Segment Start: Extracted records
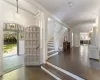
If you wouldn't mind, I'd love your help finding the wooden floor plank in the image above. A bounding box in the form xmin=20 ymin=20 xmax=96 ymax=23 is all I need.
xmin=47 ymin=46 xmax=100 ymax=80
xmin=0 ymin=67 xmax=56 ymax=80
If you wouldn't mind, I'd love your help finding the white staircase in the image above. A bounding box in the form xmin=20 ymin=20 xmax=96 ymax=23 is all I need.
xmin=47 ymin=37 xmax=58 ymax=58
xmin=47 ymin=23 xmax=67 ymax=58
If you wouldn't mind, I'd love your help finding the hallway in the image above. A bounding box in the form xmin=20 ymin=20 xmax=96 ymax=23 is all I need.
xmin=46 ymin=45 xmax=100 ymax=80
xmin=0 ymin=0 xmax=100 ymax=80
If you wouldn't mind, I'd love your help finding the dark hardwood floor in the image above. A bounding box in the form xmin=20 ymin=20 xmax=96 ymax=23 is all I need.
xmin=0 ymin=67 xmax=56 ymax=80
xmin=47 ymin=45 xmax=100 ymax=80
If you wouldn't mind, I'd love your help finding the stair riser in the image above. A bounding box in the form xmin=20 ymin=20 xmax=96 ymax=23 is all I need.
xmin=48 ymin=47 xmax=55 ymax=49
xmin=48 ymin=44 xmax=54 ymax=46
xmin=48 ymin=46 xmax=54 ymax=47
xmin=48 ymin=43 xmax=54 ymax=44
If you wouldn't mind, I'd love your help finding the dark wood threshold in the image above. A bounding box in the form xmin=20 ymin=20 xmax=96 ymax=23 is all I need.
xmin=42 ymin=64 xmax=75 ymax=80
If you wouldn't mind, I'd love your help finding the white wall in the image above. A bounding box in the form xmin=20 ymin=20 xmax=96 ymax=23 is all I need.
xmin=73 ymin=32 xmax=80 ymax=47
xmin=53 ymin=21 xmax=68 ymax=50
xmin=47 ymin=21 xmax=55 ymax=40
xmin=0 ymin=0 xmax=36 ymax=27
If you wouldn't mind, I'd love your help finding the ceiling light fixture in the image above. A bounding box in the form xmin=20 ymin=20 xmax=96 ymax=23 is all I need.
xmin=15 ymin=0 xmax=20 ymax=18
xmin=68 ymin=0 xmax=72 ymax=7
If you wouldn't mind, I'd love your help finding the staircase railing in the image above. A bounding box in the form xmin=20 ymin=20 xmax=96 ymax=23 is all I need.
xmin=55 ymin=26 xmax=66 ymax=39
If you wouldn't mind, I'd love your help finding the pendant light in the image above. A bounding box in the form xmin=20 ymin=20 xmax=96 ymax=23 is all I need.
xmin=15 ymin=0 xmax=20 ymax=18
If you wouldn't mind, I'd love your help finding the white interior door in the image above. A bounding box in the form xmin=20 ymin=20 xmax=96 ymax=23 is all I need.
xmin=0 ymin=22 xmax=3 ymax=76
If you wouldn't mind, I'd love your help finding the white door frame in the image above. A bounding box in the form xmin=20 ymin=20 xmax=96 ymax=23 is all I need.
xmin=0 ymin=22 xmax=4 ymax=76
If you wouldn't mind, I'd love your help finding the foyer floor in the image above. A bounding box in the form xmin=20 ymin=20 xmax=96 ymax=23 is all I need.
xmin=47 ymin=45 xmax=100 ymax=80
xmin=3 ymin=55 xmax=24 ymax=73
xmin=0 ymin=67 xmax=55 ymax=80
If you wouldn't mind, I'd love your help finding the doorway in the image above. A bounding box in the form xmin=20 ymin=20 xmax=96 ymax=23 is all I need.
xmin=3 ymin=23 xmax=24 ymax=73
xmin=3 ymin=31 xmax=17 ymax=57
xmin=80 ymin=33 xmax=90 ymax=45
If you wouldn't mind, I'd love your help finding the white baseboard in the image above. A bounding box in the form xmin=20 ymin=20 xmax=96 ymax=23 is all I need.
xmin=46 ymin=62 xmax=84 ymax=80
xmin=41 ymin=66 xmax=61 ymax=80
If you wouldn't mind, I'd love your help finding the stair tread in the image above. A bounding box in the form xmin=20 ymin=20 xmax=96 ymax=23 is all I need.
xmin=48 ymin=45 xmax=54 ymax=47
xmin=48 ymin=43 xmax=54 ymax=45
xmin=48 ymin=48 xmax=55 ymax=51
xmin=48 ymin=51 xmax=57 ymax=55
xmin=48 ymin=41 xmax=54 ymax=42
xmin=48 ymin=42 xmax=54 ymax=43
xmin=48 ymin=47 xmax=55 ymax=49
xmin=42 ymin=64 xmax=75 ymax=80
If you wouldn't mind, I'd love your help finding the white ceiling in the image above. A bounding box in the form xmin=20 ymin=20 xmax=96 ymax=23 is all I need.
xmin=34 ymin=0 xmax=100 ymax=32
xmin=3 ymin=0 xmax=40 ymax=16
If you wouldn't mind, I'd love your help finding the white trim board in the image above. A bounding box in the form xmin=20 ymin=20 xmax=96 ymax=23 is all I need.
xmin=48 ymin=50 xmax=55 ymax=54
xmin=48 ymin=52 xmax=58 ymax=59
xmin=41 ymin=66 xmax=61 ymax=80
xmin=46 ymin=62 xmax=85 ymax=80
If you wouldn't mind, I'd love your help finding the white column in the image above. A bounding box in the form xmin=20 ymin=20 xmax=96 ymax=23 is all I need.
xmin=0 ymin=22 xmax=3 ymax=76
xmin=35 ymin=12 xmax=48 ymax=64
xmin=67 ymin=29 xmax=73 ymax=47
xmin=68 ymin=29 xmax=70 ymax=42
xmin=98 ymin=9 xmax=100 ymax=32
xmin=90 ymin=9 xmax=100 ymax=46
xmin=95 ymin=10 xmax=100 ymax=46
xmin=69 ymin=30 xmax=73 ymax=47
xmin=42 ymin=13 xmax=48 ymax=63
xmin=73 ymin=32 xmax=80 ymax=47
xmin=91 ymin=27 xmax=97 ymax=45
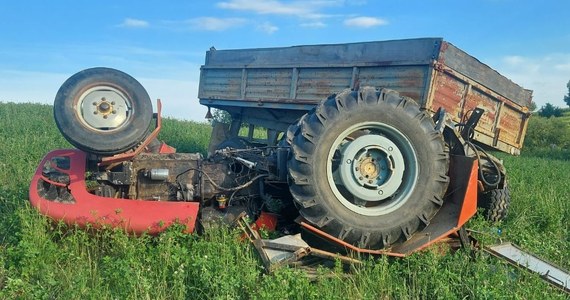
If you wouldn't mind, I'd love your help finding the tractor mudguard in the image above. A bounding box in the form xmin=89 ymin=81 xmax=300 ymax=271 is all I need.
xmin=29 ymin=149 xmax=200 ymax=234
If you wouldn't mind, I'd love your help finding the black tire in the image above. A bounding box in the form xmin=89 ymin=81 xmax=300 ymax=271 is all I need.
xmin=479 ymin=186 xmax=510 ymax=222
xmin=287 ymin=87 xmax=449 ymax=249
xmin=54 ymin=67 xmax=153 ymax=156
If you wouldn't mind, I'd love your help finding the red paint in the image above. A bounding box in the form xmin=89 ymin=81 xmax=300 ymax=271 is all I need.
xmin=254 ymin=212 xmax=278 ymax=231
xmin=457 ymin=160 xmax=479 ymax=226
xmin=158 ymin=143 xmax=176 ymax=154
xmin=29 ymin=149 xmax=200 ymax=234
xmin=99 ymin=100 xmax=167 ymax=166
xmin=299 ymin=220 xmax=405 ymax=257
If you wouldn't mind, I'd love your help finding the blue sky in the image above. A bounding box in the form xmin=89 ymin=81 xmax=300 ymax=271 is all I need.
xmin=1 ymin=0 xmax=569 ymax=120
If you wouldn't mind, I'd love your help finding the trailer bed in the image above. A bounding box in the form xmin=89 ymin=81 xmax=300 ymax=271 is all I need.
xmin=198 ymin=38 xmax=532 ymax=154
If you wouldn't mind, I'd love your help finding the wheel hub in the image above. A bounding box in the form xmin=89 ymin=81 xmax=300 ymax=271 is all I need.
xmin=96 ymin=99 xmax=113 ymax=114
xmin=78 ymin=87 xmax=131 ymax=131
xmin=338 ymin=134 xmax=405 ymax=202
xmin=328 ymin=121 xmax=418 ymax=216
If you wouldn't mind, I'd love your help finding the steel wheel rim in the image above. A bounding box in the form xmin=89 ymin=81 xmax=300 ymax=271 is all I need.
xmin=327 ymin=122 xmax=419 ymax=216
xmin=76 ymin=86 xmax=132 ymax=132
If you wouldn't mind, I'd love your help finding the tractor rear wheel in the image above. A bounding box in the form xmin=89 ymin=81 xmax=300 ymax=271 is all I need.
xmin=287 ymin=87 xmax=449 ymax=249
xmin=54 ymin=67 xmax=153 ymax=156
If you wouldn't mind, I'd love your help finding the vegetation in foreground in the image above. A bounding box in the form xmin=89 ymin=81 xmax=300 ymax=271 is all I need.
xmin=0 ymin=102 xmax=568 ymax=299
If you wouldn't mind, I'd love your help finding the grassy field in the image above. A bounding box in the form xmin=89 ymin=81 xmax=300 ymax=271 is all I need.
xmin=0 ymin=102 xmax=568 ymax=299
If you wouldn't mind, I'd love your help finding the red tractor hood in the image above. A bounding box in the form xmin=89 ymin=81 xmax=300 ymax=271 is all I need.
xmin=29 ymin=149 xmax=199 ymax=234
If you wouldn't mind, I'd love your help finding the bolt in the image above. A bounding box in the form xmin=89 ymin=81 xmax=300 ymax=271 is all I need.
xmin=93 ymin=111 xmax=98 ymax=115
xmin=92 ymin=101 xmax=97 ymax=106
xmin=388 ymin=146 xmax=393 ymax=151
xmin=103 ymin=115 xmax=108 ymax=119
xmin=359 ymin=176 xmax=363 ymax=180
xmin=378 ymin=190 xmax=384 ymax=195
xmin=346 ymin=159 xmax=352 ymax=164
xmin=101 ymin=97 xmax=106 ymax=101
xmin=111 ymin=101 xmax=115 ymax=105
xmin=355 ymin=167 xmax=359 ymax=171
xmin=112 ymin=110 xmax=117 ymax=114
xmin=368 ymin=180 xmax=373 ymax=184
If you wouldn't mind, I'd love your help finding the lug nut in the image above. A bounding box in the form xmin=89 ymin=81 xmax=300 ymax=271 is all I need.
xmin=103 ymin=115 xmax=108 ymax=119
xmin=93 ymin=111 xmax=98 ymax=115
xmin=112 ymin=110 xmax=117 ymax=114
xmin=378 ymin=190 xmax=384 ymax=195
xmin=92 ymin=102 xmax=97 ymax=106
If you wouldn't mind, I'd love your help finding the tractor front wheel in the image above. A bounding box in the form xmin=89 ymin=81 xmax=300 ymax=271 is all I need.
xmin=54 ymin=67 xmax=153 ymax=156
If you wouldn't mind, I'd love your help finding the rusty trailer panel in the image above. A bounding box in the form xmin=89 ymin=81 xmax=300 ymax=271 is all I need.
xmin=427 ymin=41 xmax=532 ymax=154
xmin=198 ymin=38 xmax=532 ymax=154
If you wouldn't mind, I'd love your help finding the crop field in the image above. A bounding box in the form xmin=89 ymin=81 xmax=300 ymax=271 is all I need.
xmin=0 ymin=102 xmax=568 ymax=299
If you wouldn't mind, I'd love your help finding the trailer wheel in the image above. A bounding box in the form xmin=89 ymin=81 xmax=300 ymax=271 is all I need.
xmin=287 ymin=87 xmax=449 ymax=248
xmin=479 ymin=186 xmax=510 ymax=222
xmin=54 ymin=67 xmax=153 ymax=156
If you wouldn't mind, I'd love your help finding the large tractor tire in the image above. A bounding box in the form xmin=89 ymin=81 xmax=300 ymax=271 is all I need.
xmin=479 ymin=186 xmax=510 ymax=222
xmin=287 ymin=87 xmax=449 ymax=249
xmin=54 ymin=67 xmax=153 ymax=156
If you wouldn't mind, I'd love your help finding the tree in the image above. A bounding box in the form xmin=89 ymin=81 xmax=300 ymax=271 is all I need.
xmin=538 ymin=103 xmax=563 ymax=118
xmin=528 ymin=100 xmax=537 ymax=112
xmin=211 ymin=108 xmax=232 ymax=124
xmin=564 ymin=80 xmax=570 ymax=106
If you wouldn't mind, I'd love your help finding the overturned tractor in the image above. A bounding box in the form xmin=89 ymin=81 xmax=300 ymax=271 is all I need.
xmin=31 ymin=38 xmax=530 ymax=254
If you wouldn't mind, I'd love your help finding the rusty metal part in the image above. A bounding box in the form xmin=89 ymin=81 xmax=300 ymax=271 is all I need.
xmin=235 ymin=213 xmax=362 ymax=273
xmin=99 ymin=99 xmax=165 ymax=166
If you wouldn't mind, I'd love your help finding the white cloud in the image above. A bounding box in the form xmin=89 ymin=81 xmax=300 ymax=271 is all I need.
xmin=257 ymin=22 xmax=279 ymax=34
xmin=186 ymin=17 xmax=246 ymax=31
xmin=493 ymin=53 xmax=570 ymax=107
xmin=300 ymin=21 xmax=326 ymax=28
xmin=217 ymin=0 xmax=341 ymax=19
xmin=554 ymin=63 xmax=570 ymax=71
xmin=138 ymin=78 xmax=206 ymax=121
xmin=346 ymin=0 xmax=367 ymax=5
xmin=343 ymin=16 xmax=388 ymax=28
xmin=120 ymin=18 xmax=149 ymax=28
xmin=218 ymin=0 xmax=308 ymax=15
xmin=503 ymin=55 xmax=525 ymax=66
xmin=0 ymin=70 xmax=68 ymax=104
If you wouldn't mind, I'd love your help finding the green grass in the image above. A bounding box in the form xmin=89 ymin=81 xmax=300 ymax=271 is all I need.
xmin=0 ymin=102 xmax=569 ymax=299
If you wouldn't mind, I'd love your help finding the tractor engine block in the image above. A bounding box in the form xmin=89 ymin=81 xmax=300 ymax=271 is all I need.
xmin=90 ymin=152 xmax=256 ymax=203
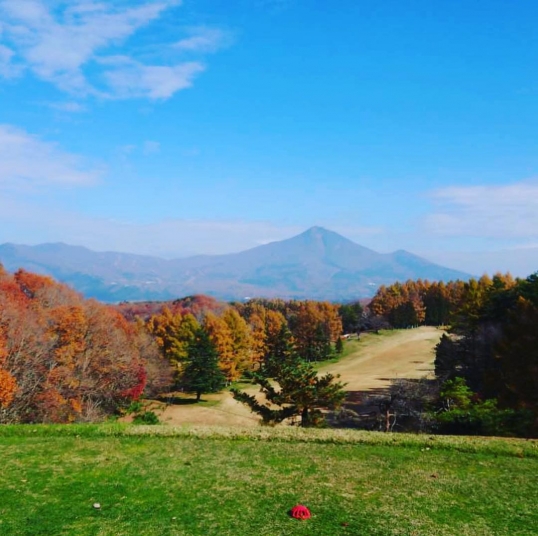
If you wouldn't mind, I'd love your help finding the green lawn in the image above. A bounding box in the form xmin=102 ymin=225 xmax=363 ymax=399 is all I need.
xmin=1 ymin=425 xmax=537 ymax=535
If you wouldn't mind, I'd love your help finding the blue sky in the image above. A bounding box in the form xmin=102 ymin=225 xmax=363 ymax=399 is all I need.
xmin=1 ymin=0 xmax=537 ymax=276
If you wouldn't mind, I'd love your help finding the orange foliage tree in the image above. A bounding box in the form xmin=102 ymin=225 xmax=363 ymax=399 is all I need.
xmin=203 ymin=311 xmax=237 ymax=382
xmin=0 ymin=267 xmax=165 ymax=423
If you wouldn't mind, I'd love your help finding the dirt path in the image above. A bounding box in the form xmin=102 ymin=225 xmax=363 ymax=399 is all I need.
xmin=319 ymin=326 xmax=444 ymax=392
xmin=150 ymin=327 xmax=443 ymax=426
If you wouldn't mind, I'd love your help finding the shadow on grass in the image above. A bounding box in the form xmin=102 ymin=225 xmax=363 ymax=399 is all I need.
xmin=154 ymin=396 xmax=203 ymax=405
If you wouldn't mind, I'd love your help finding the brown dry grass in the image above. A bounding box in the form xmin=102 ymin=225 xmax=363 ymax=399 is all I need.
xmin=157 ymin=393 xmax=260 ymax=426
xmin=319 ymin=326 xmax=443 ymax=392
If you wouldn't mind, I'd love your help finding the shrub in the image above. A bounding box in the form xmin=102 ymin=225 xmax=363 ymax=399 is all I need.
xmin=132 ymin=411 xmax=160 ymax=425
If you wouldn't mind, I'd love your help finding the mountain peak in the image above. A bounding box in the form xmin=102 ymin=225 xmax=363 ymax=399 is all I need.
xmin=0 ymin=229 xmax=472 ymax=302
xmin=297 ymin=226 xmax=349 ymax=243
xmin=301 ymin=226 xmax=333 ymax=237
xmin=304 ymin=225 xmax=328 ymax=234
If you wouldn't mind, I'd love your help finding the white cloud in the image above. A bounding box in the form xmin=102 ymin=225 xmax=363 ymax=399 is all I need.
xmin=424 ymin=180 xmax=538 ymax=240
xmin=49 ymin=101 xmax=87 ymax=112
xmin=0 ymin=43 xmax=19 ymax=77
xmin=102 ymin=56 xmax=204 ymax=99
xmin=0 ymin=124 xmax=101 ymax=188
xmin=0 ymin=0 xmax=219 ymax=100
xmin=174 ymin=26 xmax=231 ymax=53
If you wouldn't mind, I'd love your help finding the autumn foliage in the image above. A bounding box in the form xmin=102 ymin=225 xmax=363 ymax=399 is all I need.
xmin=0 ymin=266 xmax=170 ymax=423
xmin=369 ymin=279 xmax=464 ymax=328
xmin=141 ymin=297 xmax=344 ymax=392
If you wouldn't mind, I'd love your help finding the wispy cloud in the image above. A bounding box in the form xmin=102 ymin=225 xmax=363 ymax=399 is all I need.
xmin=0 ymin=0 xmax=225 ymax=100
xmin=100 ymin=56 xmax=204 ymax=99
xmin=0 ymin=124 xmax=101 ymax=189
xmin=174 ymin=26 xmax=232 ymax=53
xmin=48 ymin=101 xmax=87 ymax=113
xmin=0 ymin=43 xmax=19 ymax=77
xmin=0 ymin=199 xmax=305 ymax=257
xmin=424 ymin=180 xmax=538 ymax=240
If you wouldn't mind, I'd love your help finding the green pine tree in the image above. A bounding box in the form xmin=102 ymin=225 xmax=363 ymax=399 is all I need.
xmin=232 ymin=354 xmax=346 ymax=427
xmin=181 ymin=328 xmax=225 ymax=401
xmin=263 ymin=323 xmax=296 ymax=377
xmin=335 ymin=336 xmax=344 ymax=354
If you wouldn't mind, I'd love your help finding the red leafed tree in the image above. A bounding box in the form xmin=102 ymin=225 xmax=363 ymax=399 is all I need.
xmin=0 ymin=329 xmax=17 ymax=409
xmin=0 ymin=265 xmax=153 ymax=423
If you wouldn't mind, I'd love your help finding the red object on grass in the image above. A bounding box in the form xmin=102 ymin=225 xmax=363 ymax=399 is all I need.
xmin=290 ymin=504 xmax=311 ymax=520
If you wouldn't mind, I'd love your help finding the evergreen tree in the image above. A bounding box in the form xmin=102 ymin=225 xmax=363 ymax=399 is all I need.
xmin=232 ymin=354 xmax=346 ymax=427
xmin=335 ymin=336 xmax=344 ymax=354
xmin=263 ymin=323 xmax=296 ymax=377
xmin=339 ymin=302 xmax=363 ymax=333
xmin=181 ymin=328 xmax=225 ymax=401
xmin=495 ymin=297 xmax=538 ymax=432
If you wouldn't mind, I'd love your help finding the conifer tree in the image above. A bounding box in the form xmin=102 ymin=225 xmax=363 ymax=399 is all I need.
xmin=262 ymin=323 xmax=296 ymax=377
xmin=335 ymin=336 xmax=344 ymax=354
xmin=232 ymin=353 xmax=346 ymax=427
xmin=181 ymin=328 xmax=225 ymax=401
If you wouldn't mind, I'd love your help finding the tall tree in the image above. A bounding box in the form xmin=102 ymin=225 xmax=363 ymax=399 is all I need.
xmin=495 ymin=297 xmax=538 ymax=430
xmin=203 ymin=311 xmax=236 ymax=382
xmin=247 ymin=312 xmax=267 ymax=370
xmin=290 ymin=301 xmax=340 ymax=362
xmin=263 ymin=322 xmax=296 ymax=377
xmin=181 ymin=328 xmax=225 ymax=402
xmin=146 ymin=309 xmax=200 ymax=368
xmin=222 ymin=308 xmax=253 ymax=375
xmin=339 ymin=302 xmax=363 ymax=334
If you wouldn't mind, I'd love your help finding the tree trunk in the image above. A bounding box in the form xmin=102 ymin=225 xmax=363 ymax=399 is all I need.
xmin=301 ymin=407 xmax=310 ymax=427
xmin=196 ymin=391 xmax=201 ymax=402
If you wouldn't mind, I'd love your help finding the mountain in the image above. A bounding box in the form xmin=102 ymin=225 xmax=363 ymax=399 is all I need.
xmin=0 ymin=227 xmax=471 ymax=302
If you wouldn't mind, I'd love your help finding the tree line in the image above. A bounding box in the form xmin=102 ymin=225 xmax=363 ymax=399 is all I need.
xmin=145 ymin=298 xmax=345 ymax=386
xmin=367 ymin=272 xmax=538 ymax=437
xmin=5 ymin=261 xmax=535 ymax=435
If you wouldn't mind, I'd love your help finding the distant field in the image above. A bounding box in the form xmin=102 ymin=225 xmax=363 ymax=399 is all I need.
xmin=150 ymin=328 xmax=443 ymax=427
xmin=1 ymin=425 xmax=537 ymax=536
xmin=319 ymin=326 xmax=443 ymax=391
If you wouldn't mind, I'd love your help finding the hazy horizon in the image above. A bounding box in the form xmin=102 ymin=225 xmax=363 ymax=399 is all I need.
xmin=3 ymin=226 xmax=537 ymax=279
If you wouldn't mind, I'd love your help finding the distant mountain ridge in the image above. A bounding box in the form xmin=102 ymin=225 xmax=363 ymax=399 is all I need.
xmin=0 ymin=227 xmax=471 ymax=302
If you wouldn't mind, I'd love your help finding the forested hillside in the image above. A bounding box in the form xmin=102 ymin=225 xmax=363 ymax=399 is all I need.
xmin=369 ymin=272 xmax=538 ymax=436
xmin=2 ymin=260 xmax=536 ymax=437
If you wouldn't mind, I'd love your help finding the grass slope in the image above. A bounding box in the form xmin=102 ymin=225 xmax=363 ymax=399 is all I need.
xmin=1 ymin=425 xmax=537 ymax=535
xmin=318 ymin=327 xmax=443 ymax=391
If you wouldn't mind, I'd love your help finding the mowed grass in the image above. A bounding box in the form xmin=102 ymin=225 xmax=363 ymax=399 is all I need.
xmin=318 ymin=327 xmax=443 ymax=392
xmin=1 ymin=425 xmax=538 ymax=535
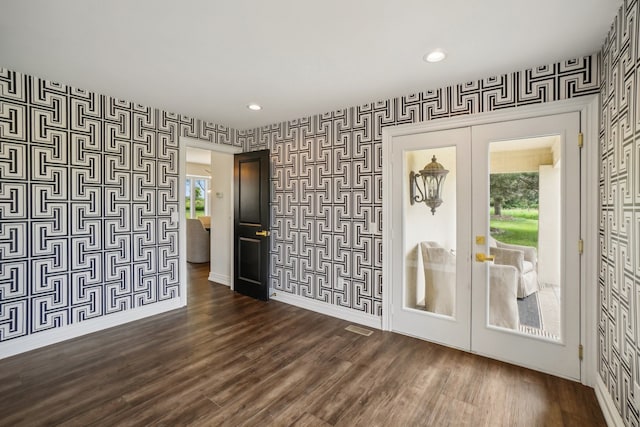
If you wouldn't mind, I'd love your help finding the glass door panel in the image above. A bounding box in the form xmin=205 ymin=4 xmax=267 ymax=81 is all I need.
xmin=487 ymin=136 xmax=561 ymax=341
xmin=405 ymin=147 xmax=457 ymax=317
xmin=391 ymin=128 xmax=471 ymax=350
xmin=471 ymin=113 xmax=581 ymax=380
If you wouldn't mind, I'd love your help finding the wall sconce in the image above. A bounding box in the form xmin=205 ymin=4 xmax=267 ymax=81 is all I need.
xmin=410 ymin=155 xmax=449 ymax=215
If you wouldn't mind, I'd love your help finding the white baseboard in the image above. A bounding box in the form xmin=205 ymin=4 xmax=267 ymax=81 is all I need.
xmin=208 ymin=272 xmax=230 ymax=286
xmin=595 ymin=375 xmax=625 ymax=427
xmin=0 ymin=299 xmax=184 ymax=360
xmin=270 ymin=291 xmax=382 ymax=330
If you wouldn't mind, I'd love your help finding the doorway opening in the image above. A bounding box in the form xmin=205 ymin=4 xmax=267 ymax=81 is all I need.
xmin=185 ymin=147 xmax=214 ymax=265
xmin=179 ymin=137 xmax=241 ymax=304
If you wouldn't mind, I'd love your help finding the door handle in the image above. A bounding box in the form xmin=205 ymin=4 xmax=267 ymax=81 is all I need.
xmin=475 ymin=253 xmax=495 ymax=262
xmin=255 ymin=230 xmax=270 ymax=237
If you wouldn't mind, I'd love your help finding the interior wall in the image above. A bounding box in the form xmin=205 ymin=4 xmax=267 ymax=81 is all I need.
xmin=538 ymin=164 xmax=561 ymax=286
xmin=238 ymin=55 xmax=600 ymax=316
xmin=186 ymin=162 xmax=211 ymax=177
xmin=405 ymin=148 xmax=458 ymax=251
xmin=209 ymin=151 xmax=233 ymax=285
xmin=0 ymin=67 xmax=239 ymax=353
xmin=599 ymin=0 xmax=640 ymax=424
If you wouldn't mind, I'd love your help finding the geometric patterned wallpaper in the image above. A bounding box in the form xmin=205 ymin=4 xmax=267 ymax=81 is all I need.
xmin=239 ymin=54 xmax=601 ymax=318
xmin=599 ymin=0 xmax=640 ymax=425
xmin=0 ymin=67 xmax=239 ymax=343
xmin=0 ymin=51 xmax=609 ymax=364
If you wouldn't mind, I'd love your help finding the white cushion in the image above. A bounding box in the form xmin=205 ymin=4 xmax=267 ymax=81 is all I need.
xmin=522 ymin=260 xmax=534 ymax=273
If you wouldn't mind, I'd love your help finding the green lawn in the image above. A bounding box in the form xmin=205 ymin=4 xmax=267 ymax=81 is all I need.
xmin=185 ymin=199 xmax=206 ymax=218
xmin=490 ymin=208 xmax=539 ymax=248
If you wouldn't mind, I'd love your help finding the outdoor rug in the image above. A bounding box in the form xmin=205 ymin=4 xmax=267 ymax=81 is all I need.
xmin=517 ymin=292 xmax=541 ymax=329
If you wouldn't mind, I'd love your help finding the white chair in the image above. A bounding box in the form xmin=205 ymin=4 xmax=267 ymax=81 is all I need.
Segment End: Extracted records
● **Instructions to follow**: From the line that contains "If you wouldn't mind, I'd love your help finding the outdoor" down to the last line of the material above, copy every line word for word, both ends included.

● **Task result**:
If you wouldn't mind, I'd love your help finding the outdoor rug in the image above. A bounding box in the form xmin=205 ymin=4 xmax=267 ymax=81 is all I need.
xmin=517 ymin=292 xmax=541 ymax=329
If you wouldn't mind, I'd love your help finding the white chair in the image above. A bounding box in the form xmin=205 ymin=4 xmax=267 ymax=81 is all I need.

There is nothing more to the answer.